_WORK REQUEST_. Only certain lines below are wanted: those starting at the line containing "Target = stone arch" and ending at the line containing "Target = pedestrian walking", both included, each retyped exactly.

=== Section Start ===

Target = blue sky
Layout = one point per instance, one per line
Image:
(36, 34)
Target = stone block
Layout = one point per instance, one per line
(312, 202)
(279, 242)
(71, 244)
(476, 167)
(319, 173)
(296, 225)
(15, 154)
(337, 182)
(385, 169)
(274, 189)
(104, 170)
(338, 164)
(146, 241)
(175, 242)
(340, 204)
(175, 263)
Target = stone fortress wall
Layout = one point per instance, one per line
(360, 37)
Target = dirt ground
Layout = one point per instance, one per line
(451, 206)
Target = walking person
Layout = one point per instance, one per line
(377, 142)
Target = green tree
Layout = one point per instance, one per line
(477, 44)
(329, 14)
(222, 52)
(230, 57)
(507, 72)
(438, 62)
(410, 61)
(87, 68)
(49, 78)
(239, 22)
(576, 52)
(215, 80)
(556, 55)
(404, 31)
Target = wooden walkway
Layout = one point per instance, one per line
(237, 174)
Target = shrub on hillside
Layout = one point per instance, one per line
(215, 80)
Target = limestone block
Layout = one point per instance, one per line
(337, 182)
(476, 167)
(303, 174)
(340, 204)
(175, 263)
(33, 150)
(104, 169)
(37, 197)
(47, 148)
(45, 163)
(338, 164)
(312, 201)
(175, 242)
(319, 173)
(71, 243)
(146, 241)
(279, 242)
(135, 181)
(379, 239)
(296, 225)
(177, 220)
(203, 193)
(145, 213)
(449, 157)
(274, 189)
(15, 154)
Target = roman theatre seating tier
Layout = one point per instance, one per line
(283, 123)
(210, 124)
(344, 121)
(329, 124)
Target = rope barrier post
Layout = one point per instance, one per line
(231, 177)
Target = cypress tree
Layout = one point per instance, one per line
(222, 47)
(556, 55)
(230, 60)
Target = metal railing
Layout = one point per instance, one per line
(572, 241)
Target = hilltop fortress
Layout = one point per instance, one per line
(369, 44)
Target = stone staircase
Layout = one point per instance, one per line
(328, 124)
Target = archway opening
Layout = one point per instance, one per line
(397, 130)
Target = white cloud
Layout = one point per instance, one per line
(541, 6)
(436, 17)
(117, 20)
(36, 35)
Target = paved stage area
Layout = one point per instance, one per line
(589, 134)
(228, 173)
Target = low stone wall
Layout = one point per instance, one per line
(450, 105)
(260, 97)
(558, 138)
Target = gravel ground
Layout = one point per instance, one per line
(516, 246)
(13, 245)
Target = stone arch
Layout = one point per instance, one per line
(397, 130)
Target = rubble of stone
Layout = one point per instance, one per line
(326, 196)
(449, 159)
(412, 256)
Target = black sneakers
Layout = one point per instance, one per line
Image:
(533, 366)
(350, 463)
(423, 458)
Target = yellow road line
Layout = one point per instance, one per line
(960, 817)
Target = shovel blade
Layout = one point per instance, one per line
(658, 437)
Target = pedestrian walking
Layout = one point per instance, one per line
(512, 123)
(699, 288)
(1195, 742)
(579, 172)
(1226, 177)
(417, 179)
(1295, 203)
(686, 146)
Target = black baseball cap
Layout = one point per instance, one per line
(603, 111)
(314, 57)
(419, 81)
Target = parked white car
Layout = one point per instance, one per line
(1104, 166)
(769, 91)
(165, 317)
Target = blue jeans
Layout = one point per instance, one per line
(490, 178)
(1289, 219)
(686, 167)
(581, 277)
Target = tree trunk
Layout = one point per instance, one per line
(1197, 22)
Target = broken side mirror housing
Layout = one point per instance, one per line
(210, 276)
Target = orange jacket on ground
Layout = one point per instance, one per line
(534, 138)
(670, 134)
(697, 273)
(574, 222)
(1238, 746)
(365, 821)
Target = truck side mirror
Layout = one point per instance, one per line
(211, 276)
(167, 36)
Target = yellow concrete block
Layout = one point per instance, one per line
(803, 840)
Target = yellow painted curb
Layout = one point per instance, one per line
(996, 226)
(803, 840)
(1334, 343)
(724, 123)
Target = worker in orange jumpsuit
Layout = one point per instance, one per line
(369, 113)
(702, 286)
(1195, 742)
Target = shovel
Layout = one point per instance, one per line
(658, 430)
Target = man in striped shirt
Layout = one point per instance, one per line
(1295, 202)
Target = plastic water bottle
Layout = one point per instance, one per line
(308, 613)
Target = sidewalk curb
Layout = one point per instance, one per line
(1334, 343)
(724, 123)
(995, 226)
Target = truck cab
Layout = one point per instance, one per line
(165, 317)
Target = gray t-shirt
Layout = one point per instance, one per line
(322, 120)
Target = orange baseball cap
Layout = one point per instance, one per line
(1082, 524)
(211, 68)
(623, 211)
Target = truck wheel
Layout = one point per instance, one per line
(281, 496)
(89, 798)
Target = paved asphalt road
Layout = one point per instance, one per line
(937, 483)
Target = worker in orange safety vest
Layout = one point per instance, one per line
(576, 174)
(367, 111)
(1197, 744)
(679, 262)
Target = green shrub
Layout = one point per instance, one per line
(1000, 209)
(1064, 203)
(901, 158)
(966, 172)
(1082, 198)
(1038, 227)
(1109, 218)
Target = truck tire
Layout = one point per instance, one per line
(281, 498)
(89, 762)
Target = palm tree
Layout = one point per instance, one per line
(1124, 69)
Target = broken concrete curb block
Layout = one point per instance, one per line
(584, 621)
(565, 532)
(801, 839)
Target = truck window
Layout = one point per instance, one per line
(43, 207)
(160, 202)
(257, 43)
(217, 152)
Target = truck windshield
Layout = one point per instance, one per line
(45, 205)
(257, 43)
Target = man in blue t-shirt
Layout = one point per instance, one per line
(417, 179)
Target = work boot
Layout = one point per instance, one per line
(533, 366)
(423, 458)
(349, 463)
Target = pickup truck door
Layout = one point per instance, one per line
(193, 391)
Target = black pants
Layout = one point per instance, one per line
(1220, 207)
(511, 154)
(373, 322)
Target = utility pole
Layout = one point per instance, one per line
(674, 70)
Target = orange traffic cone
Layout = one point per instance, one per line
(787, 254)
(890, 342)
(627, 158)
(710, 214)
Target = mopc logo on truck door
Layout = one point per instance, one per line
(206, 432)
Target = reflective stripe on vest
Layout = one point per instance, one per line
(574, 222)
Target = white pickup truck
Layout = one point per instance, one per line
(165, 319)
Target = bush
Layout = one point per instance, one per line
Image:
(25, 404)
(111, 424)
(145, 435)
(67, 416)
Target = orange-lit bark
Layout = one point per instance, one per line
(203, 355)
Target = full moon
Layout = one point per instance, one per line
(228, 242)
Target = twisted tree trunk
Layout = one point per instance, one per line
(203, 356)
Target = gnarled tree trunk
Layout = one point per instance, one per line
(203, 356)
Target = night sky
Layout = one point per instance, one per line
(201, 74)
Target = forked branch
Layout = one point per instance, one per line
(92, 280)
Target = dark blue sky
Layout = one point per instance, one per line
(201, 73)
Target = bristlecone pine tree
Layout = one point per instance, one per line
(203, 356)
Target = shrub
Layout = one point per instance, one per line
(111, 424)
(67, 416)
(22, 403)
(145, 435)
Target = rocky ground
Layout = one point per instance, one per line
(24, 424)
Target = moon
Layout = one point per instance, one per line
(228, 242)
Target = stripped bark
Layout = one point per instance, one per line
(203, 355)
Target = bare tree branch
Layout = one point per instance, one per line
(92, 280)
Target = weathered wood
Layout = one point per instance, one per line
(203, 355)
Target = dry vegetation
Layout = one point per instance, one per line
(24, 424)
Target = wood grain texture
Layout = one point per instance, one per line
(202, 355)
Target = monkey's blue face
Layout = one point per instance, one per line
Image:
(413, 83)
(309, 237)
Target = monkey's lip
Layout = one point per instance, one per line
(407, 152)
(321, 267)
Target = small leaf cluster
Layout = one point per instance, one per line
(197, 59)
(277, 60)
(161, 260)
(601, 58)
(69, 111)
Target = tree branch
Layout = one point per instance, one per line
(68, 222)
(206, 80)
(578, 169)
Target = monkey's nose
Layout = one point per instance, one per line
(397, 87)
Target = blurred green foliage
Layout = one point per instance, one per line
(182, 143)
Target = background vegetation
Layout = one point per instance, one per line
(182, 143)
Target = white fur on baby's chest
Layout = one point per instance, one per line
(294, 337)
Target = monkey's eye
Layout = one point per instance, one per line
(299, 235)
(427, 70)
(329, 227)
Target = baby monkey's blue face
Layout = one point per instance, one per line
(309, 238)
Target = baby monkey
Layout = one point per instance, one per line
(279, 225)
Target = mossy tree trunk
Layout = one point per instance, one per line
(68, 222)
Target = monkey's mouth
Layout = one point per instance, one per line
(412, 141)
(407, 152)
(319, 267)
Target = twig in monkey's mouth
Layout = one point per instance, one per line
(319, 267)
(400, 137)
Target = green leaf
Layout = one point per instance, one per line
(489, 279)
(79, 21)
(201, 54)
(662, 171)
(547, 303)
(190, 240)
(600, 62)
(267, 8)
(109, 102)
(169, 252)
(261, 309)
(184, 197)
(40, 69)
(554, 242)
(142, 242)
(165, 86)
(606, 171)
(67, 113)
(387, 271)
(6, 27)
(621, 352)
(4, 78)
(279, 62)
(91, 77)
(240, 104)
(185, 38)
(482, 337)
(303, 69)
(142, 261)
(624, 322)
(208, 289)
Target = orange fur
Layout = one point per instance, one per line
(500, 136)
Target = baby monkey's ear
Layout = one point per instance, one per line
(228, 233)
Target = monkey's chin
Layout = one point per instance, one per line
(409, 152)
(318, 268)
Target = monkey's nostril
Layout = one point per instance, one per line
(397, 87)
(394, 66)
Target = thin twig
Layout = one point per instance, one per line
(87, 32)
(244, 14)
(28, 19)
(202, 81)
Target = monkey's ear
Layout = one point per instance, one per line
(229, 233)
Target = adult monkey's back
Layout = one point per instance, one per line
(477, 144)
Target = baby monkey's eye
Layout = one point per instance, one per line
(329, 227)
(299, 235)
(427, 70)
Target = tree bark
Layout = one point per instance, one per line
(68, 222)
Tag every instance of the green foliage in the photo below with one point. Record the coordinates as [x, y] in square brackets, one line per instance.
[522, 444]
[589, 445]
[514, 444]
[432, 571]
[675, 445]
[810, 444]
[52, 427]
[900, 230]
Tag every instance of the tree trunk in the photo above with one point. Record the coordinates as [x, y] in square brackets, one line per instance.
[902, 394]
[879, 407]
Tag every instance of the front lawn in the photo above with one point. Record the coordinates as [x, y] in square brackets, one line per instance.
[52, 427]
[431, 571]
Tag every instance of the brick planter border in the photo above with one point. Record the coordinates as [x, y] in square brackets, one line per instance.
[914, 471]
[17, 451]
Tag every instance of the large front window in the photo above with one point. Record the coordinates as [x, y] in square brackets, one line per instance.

=== Section End ===

_WRITTEN SOLUTION_.
Target = stone arch
Layout = one point per instance, one per line
(397, 130)
Target = rubble of stone
Layout = one point per instance, one per line
(326, 196)
(449, 159)
(412, 256)
Target = black sneakers
Layout = one point per instance, one per line
Image:
(533, 366)
(350, 463)
(423, 458)
Target = yellow road line
Layout = one point per instance, one per line
(960, 817)
Target = shovel blade
Layout = one point per instance, one per line
(658, 437)
Target = pedestrian walking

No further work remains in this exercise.